STATED EXERCISE >> Number each line in the entries below as a list item, skipping any blank lines.

PROVIDED RECORDS >>
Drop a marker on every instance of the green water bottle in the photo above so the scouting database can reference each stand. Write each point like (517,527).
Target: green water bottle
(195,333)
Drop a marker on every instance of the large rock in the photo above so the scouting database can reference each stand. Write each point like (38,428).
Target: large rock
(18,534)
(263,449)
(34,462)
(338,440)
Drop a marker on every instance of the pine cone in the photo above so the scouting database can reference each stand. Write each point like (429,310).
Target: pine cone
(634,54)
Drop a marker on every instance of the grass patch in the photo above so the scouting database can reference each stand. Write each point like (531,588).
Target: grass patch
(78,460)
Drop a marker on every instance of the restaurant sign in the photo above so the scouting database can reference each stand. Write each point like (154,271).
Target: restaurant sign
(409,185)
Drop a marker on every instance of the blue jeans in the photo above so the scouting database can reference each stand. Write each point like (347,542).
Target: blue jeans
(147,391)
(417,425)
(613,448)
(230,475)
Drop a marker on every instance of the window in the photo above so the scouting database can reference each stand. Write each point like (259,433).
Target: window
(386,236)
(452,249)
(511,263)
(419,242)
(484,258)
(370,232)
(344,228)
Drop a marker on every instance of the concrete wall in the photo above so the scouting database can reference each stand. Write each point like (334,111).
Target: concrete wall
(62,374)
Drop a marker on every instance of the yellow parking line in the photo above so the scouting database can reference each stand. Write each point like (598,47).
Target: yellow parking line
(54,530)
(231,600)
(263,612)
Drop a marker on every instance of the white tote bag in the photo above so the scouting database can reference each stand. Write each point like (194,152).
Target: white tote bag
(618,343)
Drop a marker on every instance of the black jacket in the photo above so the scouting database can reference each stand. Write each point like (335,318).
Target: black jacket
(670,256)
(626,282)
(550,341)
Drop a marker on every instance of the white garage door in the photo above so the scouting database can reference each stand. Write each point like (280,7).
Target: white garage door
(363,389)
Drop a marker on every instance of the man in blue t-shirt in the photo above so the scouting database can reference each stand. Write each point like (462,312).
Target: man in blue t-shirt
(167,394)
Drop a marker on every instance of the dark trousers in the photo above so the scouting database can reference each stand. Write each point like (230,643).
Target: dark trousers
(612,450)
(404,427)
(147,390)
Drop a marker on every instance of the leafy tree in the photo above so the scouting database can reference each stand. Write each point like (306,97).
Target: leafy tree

OUTPUT OF THE EXERCISE >>
1. Drop a marker on every instance of the green water bottle in the photo above so the scouting database can reference each stand. Write each point like (517,527).
2. Target: green water bottle
3. (195,333)
4. Drop a marker on every instance of the large rock in the photo above so the scouting database can reference each stand. Write each point like (38,428).
5. Target: large rock
6. (18,534)
7. (263,449)
8. (34,462)
9. (338,440)
10. Drop a marker on every instance of the pine cone in the photo above so the scouting database can reference each stand. Write each point like (429,310).
11. Target: pine cone
12. (634,54)
13. Drop a marker on every instance of the grass patch in the photo above so the scouting database can reference each stand. Write each point like (531,588).
14. Target: grass patch
15. (78,460)
16. Drop a marker on every instance of the restaurant sign in the photo above so the scouting database can reference each stand. Write each point like (154,271).
17. Target: restaurant sign
18. (409,185)
19. Drop a marker on every instance of the blue jeans in the photo above so the scouting database can reference each stand. Write each point like (347,542).
20. Target: blue jeans
21. (147,391)
22. (417,425)
23. (613,448)
24. (230,475)
25. Drop a marker on every instance of the window in the photo above so the scouting database can reference each stand. Write each point like (259,433).
26. Target: window
27. (386,236)
28. (452,249)
29. (511,263)
30. (419,242)
31. (484,258)
32. (370,232)
33. (344,228)
34. Drop a marker on every instance of the concrete wall in the photo above so the scouting database can reference each stand. Write each point like (334,111).
35. Target: concrete wall
36. (62,374)
37. Drop a marker on every instance of the yellow parking line in the photo above so the scouting database can reference each stand. Write each point like (598,47).
38. Target: yellow parking line
39. (54,530)
40. (231,600)
41. (263,612)
42. Drop a marker on every instance of the white tote bag in the photo above so the scouting database can reference each stand. Write each point like (194,152).
43. Target: white tote bag
44. (618,343)
45. Drop a marker on every instance of the black jacket in the photo above so the scouting database can reference each stand. Write each point like (335,318).
46. Target: black jacket
47. (670,256)
48. (626,282)
49. (550,341)
50. Drop a marker on every instance of the white garage door in the photo above so the scouting database can reference each stand. Write each point like (280,7).
51. Target: white garage door
52. (363,389)
53. Drop a marker on every instance of the man in blue t-shirt in the photo above so the scouting database can reference each stand. Write each point like (462,312).
54. Target: man in blue t-shirt
55. (167,394)
56. Drop a marker on every instance of the dark trousers in the photo above so the scouting database can reference each stand. Write each point like (230,643).
57. Target: dark trousers
58. (612,450)
59. (404,427)
60. (147,390)
61. Drop a marker on every instance of the leafy tree in the photo above so the scouting database can reference each stand. Write each point like (306,97).
62. Target: leafy tree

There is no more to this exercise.